§ What needs to be done
Transcribe all the records with complete accuracy.

§ Given records

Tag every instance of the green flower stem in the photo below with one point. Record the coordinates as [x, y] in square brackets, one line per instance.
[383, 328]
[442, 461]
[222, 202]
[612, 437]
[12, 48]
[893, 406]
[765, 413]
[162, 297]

§ Final answer
Tag every instance of the green flower stem in the photo below with one point. Record the coordinates as [x, y] in square brackets, one line per instance.
[383, 328]
[442, 461]
[222, 202]
[612, 437]
[12, 48]
[893, 406]
[765, 413]
[162, 297]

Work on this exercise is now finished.